───── MATERIAL SHOWN

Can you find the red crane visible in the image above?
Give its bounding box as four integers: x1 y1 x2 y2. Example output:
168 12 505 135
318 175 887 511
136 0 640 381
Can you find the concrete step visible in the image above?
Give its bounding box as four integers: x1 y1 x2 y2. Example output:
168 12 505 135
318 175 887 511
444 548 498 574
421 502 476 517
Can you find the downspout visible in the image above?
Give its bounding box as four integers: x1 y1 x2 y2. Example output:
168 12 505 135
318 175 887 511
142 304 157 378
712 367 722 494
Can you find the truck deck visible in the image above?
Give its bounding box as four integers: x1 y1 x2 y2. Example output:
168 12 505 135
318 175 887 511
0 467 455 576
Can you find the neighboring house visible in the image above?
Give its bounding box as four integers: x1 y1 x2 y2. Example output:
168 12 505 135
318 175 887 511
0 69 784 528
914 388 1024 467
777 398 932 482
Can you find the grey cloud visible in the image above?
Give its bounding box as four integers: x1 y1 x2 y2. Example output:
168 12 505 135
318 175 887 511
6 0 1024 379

──────────

*WRITTEN REQUEST*
Please rewrite all the records, swapping "Example output" for "Sample output" everywhere it appears and leaving everything else unchanged.

*EXERCISE OUTPUT*
Can you find the red crane visible in the image above?
Give its bounding box as four integers: x1 y1 x2 y2. Sample output:
168 12 505 135
318 175 887 511
136 0 640 381
Can you find the concrete step visible in the image above?
Give its bounding box as four integers: x1 y1 x2 y2. Sample output:
168 12 505 135
318 175 887 511
444 548 498 574
421 502 476 517
Can you find the downspout visible in the image above?
Give its bounding box as four integers: x1 y1 x2 y2. Sample output:
168 12 505 135
318 175 887 511
142 304 157 378
712 367 722 494
Can you find the truck deck visible in the image above?
Give its bounding box as four integers: x1 y1 x2 y2. Sample output:
168 12 505 135
318 175 887 511
0 467 455 576
Can you find the neighboring house visible in the image above?
Give its bounding box as four integers: x1 y1 x2 y2. Sample output:
168 12 505 135
318 175 887 511
0 69 784 528
914 388 1024 467
777 398 932 482
Can you find the grey cloud visible in the image above?
Give its bounding box as four integers: x1 y1 x2 y2. Sample output:
168 12 505 135
318 175 887 511
6 0 1024 379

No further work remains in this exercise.